## Written instruction
Reproduce every one of the records below word for word, leaving out the pictures.

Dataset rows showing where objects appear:
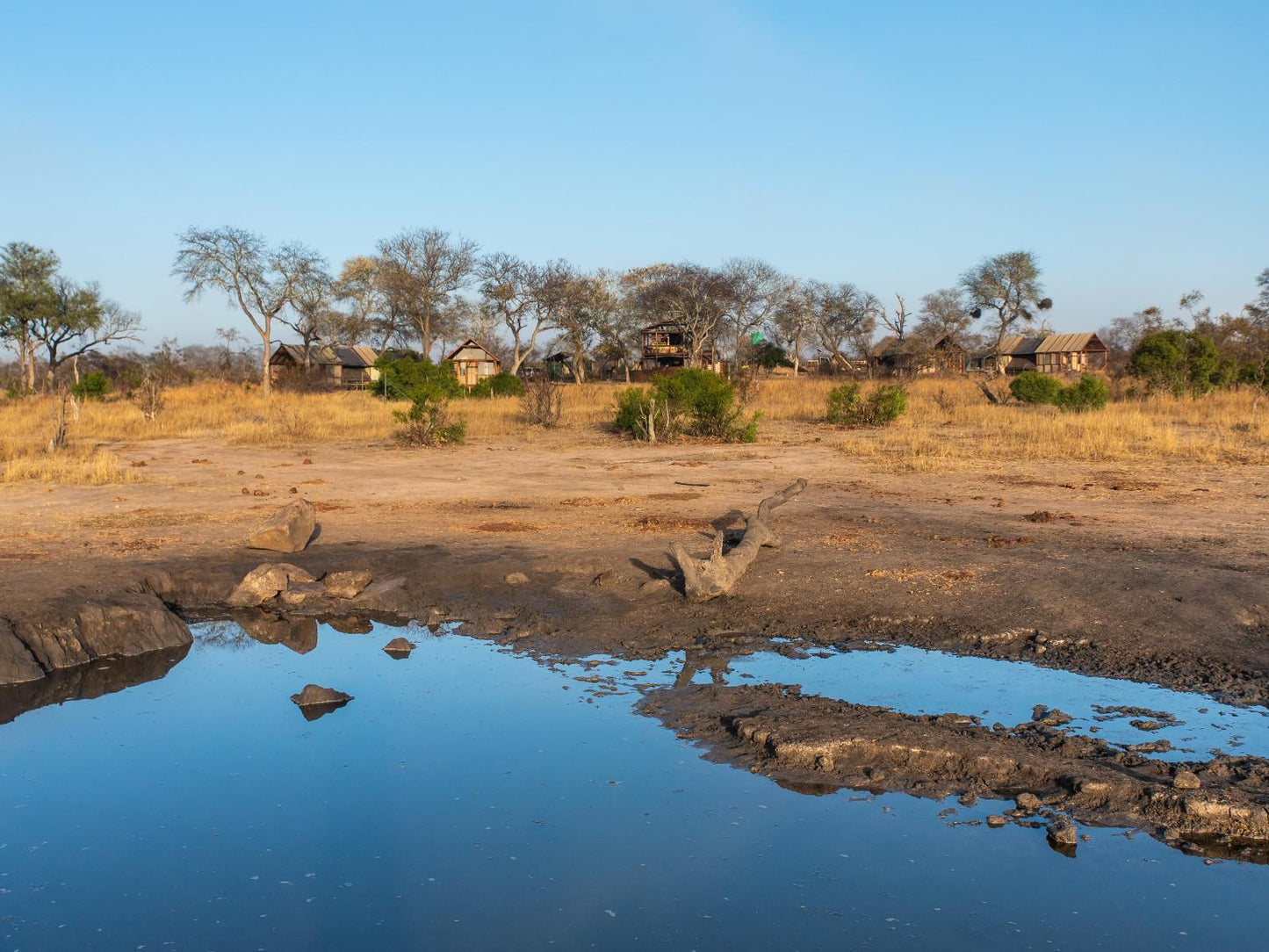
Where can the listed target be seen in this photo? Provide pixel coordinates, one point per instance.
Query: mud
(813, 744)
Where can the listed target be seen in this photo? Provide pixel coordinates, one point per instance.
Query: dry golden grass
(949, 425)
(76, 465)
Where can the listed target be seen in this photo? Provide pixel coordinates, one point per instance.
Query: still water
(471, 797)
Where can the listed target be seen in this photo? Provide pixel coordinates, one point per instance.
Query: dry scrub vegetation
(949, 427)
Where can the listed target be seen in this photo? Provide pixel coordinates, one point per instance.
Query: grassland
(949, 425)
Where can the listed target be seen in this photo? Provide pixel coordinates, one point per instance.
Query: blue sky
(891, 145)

## The result
Where can the listed target be seen in this photo? Provide pixel coordinates, one point per instance.
Query: mud
(813, 744)
Where can the listed target be seen in this photo? Provide pixel coordinates, one point per instance.
Query: dry golden grass
(949, 425)
(76, 465)
Where can the listed target be seen in this photo? Provide pixel coordinates, one point per instance.
Query: still water
(471, 797)
Where can the listed target be seen in this photo? Provide pixel coordinates, one point per instance.
Query: dry scrub vegetation
(949, 427)
Where can the listed target be seen in this photo? Provide pixel coordinates, one point per instance.
Query: grassland
(949, 425)
Where can the listed target be seen in this photo? Provide pixel coordinates, one point per instance.
Query: blue sky
(891, 145)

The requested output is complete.